__TASK BRIEF__
Revise the lines starting at the one that contains "Box the car front" and ending after the one that contains "484,396,1050,702". Write them out again with "bumper" replaced by "grille" and everything else unchanged.

[Extracted records]
## BEGIN
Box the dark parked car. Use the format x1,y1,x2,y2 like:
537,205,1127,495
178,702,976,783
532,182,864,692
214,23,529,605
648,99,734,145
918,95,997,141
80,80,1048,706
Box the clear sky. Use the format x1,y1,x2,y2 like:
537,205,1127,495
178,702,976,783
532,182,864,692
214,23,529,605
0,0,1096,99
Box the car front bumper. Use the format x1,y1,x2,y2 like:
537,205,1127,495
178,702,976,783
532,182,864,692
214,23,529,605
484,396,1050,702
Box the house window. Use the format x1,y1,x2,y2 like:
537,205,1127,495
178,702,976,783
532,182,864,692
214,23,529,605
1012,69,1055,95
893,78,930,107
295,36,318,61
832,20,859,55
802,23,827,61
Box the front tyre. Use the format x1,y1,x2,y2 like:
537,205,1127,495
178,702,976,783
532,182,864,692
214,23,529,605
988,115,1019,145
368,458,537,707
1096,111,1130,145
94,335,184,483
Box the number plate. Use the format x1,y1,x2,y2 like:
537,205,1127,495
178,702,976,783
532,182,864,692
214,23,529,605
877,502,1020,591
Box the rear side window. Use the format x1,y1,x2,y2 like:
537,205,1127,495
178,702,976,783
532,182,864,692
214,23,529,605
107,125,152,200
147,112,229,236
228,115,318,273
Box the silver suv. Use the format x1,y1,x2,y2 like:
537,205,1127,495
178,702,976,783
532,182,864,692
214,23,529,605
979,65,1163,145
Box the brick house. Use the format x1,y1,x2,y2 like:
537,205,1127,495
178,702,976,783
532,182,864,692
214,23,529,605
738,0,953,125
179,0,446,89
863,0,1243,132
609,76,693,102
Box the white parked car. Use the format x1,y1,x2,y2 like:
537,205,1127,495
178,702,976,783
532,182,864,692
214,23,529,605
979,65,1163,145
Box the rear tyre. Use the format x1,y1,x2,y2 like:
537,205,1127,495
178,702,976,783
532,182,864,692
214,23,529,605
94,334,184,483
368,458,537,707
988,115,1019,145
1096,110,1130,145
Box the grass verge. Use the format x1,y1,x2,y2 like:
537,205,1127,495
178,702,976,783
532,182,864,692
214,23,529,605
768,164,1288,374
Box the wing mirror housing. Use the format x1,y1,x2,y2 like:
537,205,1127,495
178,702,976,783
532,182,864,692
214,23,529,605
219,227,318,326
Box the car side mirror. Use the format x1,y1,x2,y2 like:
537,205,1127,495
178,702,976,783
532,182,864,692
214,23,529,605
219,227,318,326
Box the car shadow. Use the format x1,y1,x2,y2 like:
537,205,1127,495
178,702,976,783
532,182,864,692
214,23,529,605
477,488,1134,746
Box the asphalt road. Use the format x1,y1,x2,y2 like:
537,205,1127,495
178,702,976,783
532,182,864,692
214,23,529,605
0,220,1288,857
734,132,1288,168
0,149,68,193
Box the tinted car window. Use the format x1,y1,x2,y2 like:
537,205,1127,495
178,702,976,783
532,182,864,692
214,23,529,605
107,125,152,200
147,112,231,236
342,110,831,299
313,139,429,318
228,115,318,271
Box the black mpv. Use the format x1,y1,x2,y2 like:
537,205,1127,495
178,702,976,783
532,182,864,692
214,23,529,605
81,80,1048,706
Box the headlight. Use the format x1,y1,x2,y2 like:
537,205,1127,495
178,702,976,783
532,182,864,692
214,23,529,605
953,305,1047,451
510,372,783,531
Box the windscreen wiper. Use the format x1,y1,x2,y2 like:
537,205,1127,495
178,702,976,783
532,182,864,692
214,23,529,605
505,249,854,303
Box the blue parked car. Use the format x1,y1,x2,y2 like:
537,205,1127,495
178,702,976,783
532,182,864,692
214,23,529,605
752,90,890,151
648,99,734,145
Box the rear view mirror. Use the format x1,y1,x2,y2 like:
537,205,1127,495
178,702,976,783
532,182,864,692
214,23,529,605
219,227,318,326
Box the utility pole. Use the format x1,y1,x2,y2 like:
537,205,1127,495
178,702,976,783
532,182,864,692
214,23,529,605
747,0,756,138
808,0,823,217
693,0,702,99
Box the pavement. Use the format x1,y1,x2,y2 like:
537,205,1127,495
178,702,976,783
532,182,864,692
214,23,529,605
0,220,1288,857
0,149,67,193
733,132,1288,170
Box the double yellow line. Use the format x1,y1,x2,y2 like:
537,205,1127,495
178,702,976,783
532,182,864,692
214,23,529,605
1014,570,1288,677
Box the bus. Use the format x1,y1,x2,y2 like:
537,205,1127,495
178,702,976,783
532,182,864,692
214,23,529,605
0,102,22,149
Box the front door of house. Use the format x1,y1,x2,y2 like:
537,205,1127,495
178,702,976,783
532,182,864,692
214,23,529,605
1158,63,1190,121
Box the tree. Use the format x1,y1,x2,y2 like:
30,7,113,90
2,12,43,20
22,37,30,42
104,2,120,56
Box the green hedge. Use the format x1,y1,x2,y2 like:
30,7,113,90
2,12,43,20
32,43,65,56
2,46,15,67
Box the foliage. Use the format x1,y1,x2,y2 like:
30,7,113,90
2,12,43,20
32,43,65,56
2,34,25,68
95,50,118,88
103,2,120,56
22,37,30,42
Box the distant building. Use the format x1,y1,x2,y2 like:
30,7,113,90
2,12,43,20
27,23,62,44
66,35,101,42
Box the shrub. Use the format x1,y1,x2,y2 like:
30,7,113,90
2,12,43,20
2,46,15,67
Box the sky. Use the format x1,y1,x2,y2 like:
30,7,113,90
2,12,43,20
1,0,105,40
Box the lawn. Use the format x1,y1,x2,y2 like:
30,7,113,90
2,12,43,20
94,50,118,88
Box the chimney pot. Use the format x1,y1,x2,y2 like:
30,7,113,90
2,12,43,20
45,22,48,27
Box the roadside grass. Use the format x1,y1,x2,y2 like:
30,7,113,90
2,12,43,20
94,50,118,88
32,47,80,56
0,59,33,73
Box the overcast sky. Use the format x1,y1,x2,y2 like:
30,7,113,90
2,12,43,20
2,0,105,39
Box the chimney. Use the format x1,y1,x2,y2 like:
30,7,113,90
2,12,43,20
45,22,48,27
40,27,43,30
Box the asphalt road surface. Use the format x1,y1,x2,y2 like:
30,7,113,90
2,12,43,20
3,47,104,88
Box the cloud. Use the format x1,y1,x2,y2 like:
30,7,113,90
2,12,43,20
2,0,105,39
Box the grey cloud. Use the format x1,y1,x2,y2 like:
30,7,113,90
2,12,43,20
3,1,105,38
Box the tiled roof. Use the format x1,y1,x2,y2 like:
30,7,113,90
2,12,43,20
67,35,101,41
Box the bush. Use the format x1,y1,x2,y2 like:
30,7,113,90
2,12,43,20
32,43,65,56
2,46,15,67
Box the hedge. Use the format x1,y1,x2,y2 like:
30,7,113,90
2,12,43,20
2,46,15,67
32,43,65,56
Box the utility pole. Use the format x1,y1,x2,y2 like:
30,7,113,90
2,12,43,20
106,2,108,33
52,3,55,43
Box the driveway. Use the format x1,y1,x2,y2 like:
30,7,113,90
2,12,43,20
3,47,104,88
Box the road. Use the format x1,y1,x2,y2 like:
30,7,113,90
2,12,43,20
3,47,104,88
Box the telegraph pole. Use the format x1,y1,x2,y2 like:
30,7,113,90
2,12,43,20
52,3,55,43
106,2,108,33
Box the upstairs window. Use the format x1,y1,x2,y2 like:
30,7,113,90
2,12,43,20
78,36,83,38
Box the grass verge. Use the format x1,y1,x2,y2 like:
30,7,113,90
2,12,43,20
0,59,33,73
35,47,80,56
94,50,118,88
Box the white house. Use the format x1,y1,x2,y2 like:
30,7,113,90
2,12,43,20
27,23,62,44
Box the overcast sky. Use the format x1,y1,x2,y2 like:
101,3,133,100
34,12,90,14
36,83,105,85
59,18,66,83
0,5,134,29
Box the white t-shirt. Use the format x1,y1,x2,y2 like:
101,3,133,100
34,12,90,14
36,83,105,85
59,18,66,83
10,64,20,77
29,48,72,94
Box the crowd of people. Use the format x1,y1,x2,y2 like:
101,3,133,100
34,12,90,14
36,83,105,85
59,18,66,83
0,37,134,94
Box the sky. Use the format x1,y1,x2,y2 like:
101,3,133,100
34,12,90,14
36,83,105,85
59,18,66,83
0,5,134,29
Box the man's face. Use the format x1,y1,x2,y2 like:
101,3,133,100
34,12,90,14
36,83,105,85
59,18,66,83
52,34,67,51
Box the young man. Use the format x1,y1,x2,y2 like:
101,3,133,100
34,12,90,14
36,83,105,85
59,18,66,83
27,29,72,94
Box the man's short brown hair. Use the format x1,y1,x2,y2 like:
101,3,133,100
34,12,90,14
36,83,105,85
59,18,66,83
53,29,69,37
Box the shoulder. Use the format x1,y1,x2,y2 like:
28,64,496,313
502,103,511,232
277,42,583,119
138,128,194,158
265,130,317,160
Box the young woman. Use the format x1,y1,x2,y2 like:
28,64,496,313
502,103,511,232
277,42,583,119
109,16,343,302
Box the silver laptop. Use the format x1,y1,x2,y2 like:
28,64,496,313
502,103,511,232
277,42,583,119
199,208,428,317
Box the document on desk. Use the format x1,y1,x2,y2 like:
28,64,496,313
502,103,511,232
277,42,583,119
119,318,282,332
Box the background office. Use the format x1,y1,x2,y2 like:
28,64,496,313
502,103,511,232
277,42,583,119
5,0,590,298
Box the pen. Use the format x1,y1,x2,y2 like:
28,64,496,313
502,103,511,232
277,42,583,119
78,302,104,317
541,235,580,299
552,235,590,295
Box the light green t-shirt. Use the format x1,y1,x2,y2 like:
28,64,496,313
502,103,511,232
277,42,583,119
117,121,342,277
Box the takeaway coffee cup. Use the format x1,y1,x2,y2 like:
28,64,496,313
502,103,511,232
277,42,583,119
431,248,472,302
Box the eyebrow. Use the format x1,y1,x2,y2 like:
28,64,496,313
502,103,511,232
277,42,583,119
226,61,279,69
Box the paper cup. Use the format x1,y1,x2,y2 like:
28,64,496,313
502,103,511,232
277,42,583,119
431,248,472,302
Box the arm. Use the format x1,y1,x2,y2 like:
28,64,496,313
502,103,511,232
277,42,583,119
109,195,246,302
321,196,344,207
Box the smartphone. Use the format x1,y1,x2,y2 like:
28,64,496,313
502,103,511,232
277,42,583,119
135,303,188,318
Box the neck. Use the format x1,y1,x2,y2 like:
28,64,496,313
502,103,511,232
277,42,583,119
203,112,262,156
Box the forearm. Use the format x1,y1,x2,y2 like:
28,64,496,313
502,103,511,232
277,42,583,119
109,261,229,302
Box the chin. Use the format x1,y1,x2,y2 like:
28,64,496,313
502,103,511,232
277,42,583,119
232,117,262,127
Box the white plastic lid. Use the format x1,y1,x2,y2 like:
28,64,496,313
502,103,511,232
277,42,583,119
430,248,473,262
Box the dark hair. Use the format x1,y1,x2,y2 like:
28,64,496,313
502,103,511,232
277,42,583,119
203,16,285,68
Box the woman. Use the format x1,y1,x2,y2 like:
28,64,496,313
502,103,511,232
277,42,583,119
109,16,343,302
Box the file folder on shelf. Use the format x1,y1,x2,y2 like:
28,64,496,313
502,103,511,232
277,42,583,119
## END
__RESPONSE__
Box the car front grille. Use the format x1,y1,x2,y2 like:
537,205,1127,495
178,702,976,783
532,182,864,692
214,23,529,605
484,396,1050,702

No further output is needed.